Task brief
Your answer should be the entries, repeated exactly.

(Region pointing data)
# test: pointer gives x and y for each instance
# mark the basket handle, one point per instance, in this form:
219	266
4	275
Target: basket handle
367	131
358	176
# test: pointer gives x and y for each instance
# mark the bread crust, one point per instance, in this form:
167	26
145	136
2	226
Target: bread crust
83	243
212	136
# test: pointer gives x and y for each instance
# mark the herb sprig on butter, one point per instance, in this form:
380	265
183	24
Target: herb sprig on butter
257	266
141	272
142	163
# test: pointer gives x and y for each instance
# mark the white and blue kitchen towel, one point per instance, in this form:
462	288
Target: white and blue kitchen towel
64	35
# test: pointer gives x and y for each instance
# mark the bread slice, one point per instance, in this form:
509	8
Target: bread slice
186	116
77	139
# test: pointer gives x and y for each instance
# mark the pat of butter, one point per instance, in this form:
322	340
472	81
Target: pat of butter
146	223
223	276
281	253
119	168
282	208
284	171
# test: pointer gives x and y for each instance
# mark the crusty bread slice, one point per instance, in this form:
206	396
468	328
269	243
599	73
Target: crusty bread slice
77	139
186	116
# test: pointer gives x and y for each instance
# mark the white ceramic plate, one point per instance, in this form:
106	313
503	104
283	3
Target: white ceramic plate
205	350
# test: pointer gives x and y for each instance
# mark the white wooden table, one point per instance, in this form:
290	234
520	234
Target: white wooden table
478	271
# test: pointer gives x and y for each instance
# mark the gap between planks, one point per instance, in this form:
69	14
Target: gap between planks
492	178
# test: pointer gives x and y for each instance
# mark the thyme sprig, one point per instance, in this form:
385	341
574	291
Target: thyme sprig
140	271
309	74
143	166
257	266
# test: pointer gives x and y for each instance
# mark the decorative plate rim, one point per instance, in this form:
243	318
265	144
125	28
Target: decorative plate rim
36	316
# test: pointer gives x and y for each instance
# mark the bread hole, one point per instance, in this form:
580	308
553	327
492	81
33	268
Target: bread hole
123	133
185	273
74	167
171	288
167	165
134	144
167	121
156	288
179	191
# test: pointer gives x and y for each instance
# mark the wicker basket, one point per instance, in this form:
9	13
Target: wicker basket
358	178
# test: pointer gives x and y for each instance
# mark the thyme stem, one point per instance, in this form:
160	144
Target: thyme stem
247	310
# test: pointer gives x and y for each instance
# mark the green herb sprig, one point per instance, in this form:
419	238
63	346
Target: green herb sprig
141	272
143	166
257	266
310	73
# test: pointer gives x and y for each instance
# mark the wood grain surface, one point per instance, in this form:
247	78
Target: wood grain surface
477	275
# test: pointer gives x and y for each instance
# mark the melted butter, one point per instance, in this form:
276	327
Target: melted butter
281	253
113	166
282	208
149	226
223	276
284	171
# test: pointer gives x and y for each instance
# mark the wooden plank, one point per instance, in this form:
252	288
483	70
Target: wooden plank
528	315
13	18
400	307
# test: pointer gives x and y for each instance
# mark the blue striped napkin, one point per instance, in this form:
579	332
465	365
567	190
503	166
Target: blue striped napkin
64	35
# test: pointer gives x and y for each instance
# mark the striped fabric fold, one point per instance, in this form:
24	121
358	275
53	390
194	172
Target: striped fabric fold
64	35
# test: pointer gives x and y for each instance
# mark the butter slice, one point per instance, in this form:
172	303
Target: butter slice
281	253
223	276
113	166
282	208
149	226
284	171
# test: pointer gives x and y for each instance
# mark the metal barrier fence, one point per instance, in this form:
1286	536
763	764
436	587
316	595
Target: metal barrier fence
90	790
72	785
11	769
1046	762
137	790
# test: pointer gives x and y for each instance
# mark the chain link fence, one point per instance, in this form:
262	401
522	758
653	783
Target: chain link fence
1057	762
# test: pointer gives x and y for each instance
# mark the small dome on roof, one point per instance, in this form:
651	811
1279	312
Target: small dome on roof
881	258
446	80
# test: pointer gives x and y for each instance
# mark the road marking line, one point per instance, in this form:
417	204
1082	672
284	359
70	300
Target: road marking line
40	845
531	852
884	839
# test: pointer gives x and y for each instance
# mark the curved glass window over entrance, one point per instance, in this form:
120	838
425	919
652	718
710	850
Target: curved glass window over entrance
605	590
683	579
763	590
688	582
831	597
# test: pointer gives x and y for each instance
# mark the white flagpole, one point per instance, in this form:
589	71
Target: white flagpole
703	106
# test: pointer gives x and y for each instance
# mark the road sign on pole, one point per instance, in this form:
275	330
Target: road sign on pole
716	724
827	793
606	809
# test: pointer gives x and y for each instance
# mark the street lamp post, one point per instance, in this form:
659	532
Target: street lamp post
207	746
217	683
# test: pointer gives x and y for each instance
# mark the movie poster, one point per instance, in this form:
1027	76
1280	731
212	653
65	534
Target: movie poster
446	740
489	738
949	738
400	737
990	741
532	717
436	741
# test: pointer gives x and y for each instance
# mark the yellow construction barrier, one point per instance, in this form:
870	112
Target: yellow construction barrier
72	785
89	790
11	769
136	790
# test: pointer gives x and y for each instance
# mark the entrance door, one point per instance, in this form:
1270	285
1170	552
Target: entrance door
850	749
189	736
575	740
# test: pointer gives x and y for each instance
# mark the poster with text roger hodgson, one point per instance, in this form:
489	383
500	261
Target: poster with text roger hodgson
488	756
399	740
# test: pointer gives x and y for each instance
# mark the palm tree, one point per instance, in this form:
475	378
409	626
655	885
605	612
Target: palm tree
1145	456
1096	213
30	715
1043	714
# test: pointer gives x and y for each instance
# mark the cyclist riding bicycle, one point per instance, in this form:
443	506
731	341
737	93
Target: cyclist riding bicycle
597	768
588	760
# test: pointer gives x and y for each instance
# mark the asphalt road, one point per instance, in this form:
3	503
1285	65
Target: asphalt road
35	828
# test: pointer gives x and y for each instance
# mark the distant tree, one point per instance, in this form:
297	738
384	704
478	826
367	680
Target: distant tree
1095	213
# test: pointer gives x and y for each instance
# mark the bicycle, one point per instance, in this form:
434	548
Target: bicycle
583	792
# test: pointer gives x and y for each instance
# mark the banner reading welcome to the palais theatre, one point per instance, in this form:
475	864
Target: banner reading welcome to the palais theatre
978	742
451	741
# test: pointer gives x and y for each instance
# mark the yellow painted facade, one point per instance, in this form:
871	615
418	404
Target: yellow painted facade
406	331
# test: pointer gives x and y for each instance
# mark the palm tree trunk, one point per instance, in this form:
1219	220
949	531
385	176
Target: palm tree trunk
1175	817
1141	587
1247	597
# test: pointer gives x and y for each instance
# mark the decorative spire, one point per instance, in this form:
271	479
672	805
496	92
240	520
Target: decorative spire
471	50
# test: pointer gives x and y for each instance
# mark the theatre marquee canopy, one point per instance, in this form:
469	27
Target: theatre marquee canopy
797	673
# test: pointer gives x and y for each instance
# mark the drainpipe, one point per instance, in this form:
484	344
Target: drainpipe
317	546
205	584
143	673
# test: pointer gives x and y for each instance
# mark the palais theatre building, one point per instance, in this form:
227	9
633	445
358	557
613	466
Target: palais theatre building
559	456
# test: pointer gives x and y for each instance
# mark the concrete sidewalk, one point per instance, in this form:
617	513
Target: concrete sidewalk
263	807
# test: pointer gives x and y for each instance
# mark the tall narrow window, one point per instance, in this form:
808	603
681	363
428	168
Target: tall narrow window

Response
# test: pointer gives x and y for each instance
# mark the basket handle, one point per instance, in this form:
219	266
4	275
Target: basket handle
367	131
358	176
# test: pointer gives x and y for each instance
# mark the bread crust, one point per instance, in this form:
167	26
145	136
2	226
Target: bread crust
83	243
212	136
# test: pointer gives x and y for each instance
# mark the herb sprig on butter, one point per instance, in this form:
380	265
183	24
Target: herb sprig on butter
257	266
141	272
142	163
# test: pointer gives x and y for each instance
# mark the white and blue kitchen towel, one point per instance, in this form:
462	288
Target: white and blue kitchen towel
64	35
# test: pointer gives x and y for each instance
# mark the bread slice, one point per instance, in this form:
509	8
Target: bread slice
186	116
77	139
# test: pointer gives x and y for each instance
# mark the pat of butter, one point per instance, in this form:
322	340
472	81
Target: pat of butter
146	223
223	276
281	253
119	168
282	208
284	171
# test: pointer gives x and y for each instance
# mark the crusty bread slice, one point per instance, in this form:
206	396
468	328
269	243
599	73
Target: crusty bread slice
77	139
186	116
# test: pointer gives x and y for each instance
# mark the white ceramic plate, one point per instance, in this form:
106	313
503	104
283	3
Target: white ceramic plate
205	350
# test: pointer gives x and y for each instance
# mark the white wooden table, one point per instance, in this form:
290	234
520	234
Target: white wooden table
478	271
# test: pointer gives x and y for each instance
# mark the gap between planks, one point per instance, in this form:
69	14
Target: gap between planks
492	178
# test: pointer gives x and y for each instance
# mark the thyme sprig, one point per instance, in this form:
385	341
574	291
Target: thyme sprig
140	271
309	74
143	166
257	266
# test: pointer gives x and y for each instance
# mark the decorative plate rim, one point per instance, in this form:
243	318
265	144
125	28
Target: decorative plate rim
36	316
# test: pointer gives x and y for each instance
# mark the bread hole, one point per instance, in this form:
580	308
553	327
492	81
33	268
Target: bread hole
123	133
185	273
74	167
171	288
167	165
134	144
167	121
156	288
179	191
# test: pointer gives x and y for each instance
# mark the wicker basket, one point per instance, in this form:
9	13
Target: wicker basket
358	178
# test: pointer gives x and y for each instance
# mark the thyme stem, one point per instance, in this form:
160	144
Target: thyme stem
247	310
# test: pointer gives x and y for each instance
# mark the green herb sprig, one point per instance, in this form:
419	238
63	346
Target: green herb sprig
141	272
143	166
257	266
310	73
# test: pointer gives x and y for each instance
# mark the wood grain surface, one point per instance, in this form:
247	78
Target: wood grain surface
477	275
# test: pointer gives x and y for each instance
# mark the melted butter, one point per instance, in this form:
276	327
Target: melted butter
281	253
113	166
282	208
149	226
223	276
284	171
# test: pointer gives x and y for each instance
# mark the wooden plank, one point per instance, in this form:
252	288
483	70
Target: wooden plank
528	315
13	18
400	307
# test: pointer gives x and y for each instance
# mark the blue striped napkin, one point per instance, in this form:
579	332
465	365
567	190
503	166
Target: blue striped napkin
64	35
# test: pointer gives x and y for each instance
# mark the striped fabric fold, one point per instance, in this form:
24	121
358	275
53	390
194	172
Target: striped fabric fold
64	35
# test: pointer gives x and y for each instance
# mark the butter slice, one point per instance, in this form:
172	303
Target: butter slice
281	253
223	276
113	166
282	208
149	226
284	171
# test: pointer gives x and y for each instance
# mark the metal barrier fence, one point per instance, in this form:
1286	536
763	764
436	587
316	595
Target: metal barrier fence
90	790
72	785
11	769
1046	762
137	790
# test: pointer gives x and y for each instance
# mark the chain link fence, one point per instance, in this form:
262	401
522	758
653	783
Target: chain link fence
1057	762
# test: pointer gives x and y for each instance
# mark the small dome on roof, one point per instance, in this form:
651	811
1279	312
Target: small dome on roof
881	258
446	80
# test: pointer gives x and y for each instance
# mark the road marking line, one point per instance, in this form:
417	204
1082	672
284	359
70	300
Target: road marking line
40	845
531	852
884	839
# test: pointer gives x and y for each instance
# mark the curved glass window over entrance, one point per instance, in this form:
120	838
425	919
652	718
710	850
Target: curved glass window over entrance
605	590
683	579
763	590
688	582
831	597
# test: pointer gives x and y for each instance
# mark the white flagpole, one point per instance, in this form:
589	71
Target: white flagpole
703	106
# test: pointer gives x and y for each instance
# mark the road sign on pole, one point per instance, in this form:
275	330
Target: road sign on pole
716	724
827	793
606	809
# test: pointer gives x and y for each instance
# mark the street lamp post, one point per instance, in this form:
659	532
Target: street lamp post
207	746
217	683
# test: pointer gives x and y for each instance
# mark the movie poster, one point per instance, in this form:
1027	76
1280	731
212	653
65	534
Target: movie poster
446	740
489	738
949	738
400	737
990	741
532	717
436	741
# test: pointer gives x and y for each instance
# mark the yellow construction barrier, one point per instance, in this form:
870	112
Target: yellow construction barrier
72	785
89	790
11	769
136	790
# test: pointer gives x and y for each instance
# mark the entrance door, one point per instance, in this form:
1270	285
1170	552
Target: entrance door
850	749
189	736
575	740
# test: pointer gives x and y for each instance
# mark the poster with text roger hodgson, one point per instance, in this form:
489	383
500	261
Target: poster with text roger hodgson
488	756
399	740
# test: pointer gives x and y for each instance
# mark the palm tree, one point per instance, in this form:
475	378
409	626
655	885
605	612
Target: palm tree
1145	456
1096	213
30	715
1043	714
# test: pointer gives x and y for each instance
# mark the cyclist riding bicycle, one point per instance, in this form:
443	506
731	341
737	93
Target: cyclist riding bicycle
597	768
588	760
# test: pointer gives x and y for each instance
# mark the asphalt road, one point per instance, in this form:
3	503
1285	65
Target: asphalt road
35	828
# test: pointer gives x and y for each instance
# mark the distant tree, one point per instance, in this form:
297	738
384	704
478	826
367	680
Target: distant tree
1095	213
# test: pointer gives x and y for each instance
# mark the bicycle, one point per instance, in this form:
434	548
Target: bicycle
583	792
# test: pointer gives x and y for each instance
# mark the banner reading welcome to the palais theatre, one point per instance, in this form:
475	864
Target: banner reading welcome to the palais theatre
978	742
451	741
# test: pointer gives x and y for each instance
# mark the yellow painted facade, one point per instance, in this form:
871	615
418	404
Target: yellow painted facade
406	331
# test: pointer gives x and y for each instance
# mark the palm tree trunk, one point per instance, in this form:
1219	220
949	531
385	176
Target: palm tree trunk
1175	817
1141	587
1247	597
# test: pointer gives x and y for each instance
# mark the decorative spire, one point per instance, in this form:
271	479
672	805
496	92
240	520
Target: decorative spire
471	50
# test: pointer gives x and y for each instance
# mark the theatre marquee canopy, one point per instance, in this form:
469	27
Target: theatre marquee canopy
797	673
# test: pointer gives x and y for each instance
# mark the drainpipe, one point per instance, in this form:
484	344
Target: drainpipe
317	546
205	584
143	673
# test: pointer gives x and y for each instance
# mark the palais theatre building, one point per instance, in this form:
227	9
633	445
358	557
613	466
Target: palais theatre building
559	456
# test: pointer gives x and y for each instance
# mark the concrete sidewalk, one point per instance, in this form:
617	513
Target: concrete sidewalk
263	807
# test: pointer gives x and y for each instance
# mark the tall narrow window, one point per instance, in this form:
808	603
681	363
428	168
Target: tall narrow window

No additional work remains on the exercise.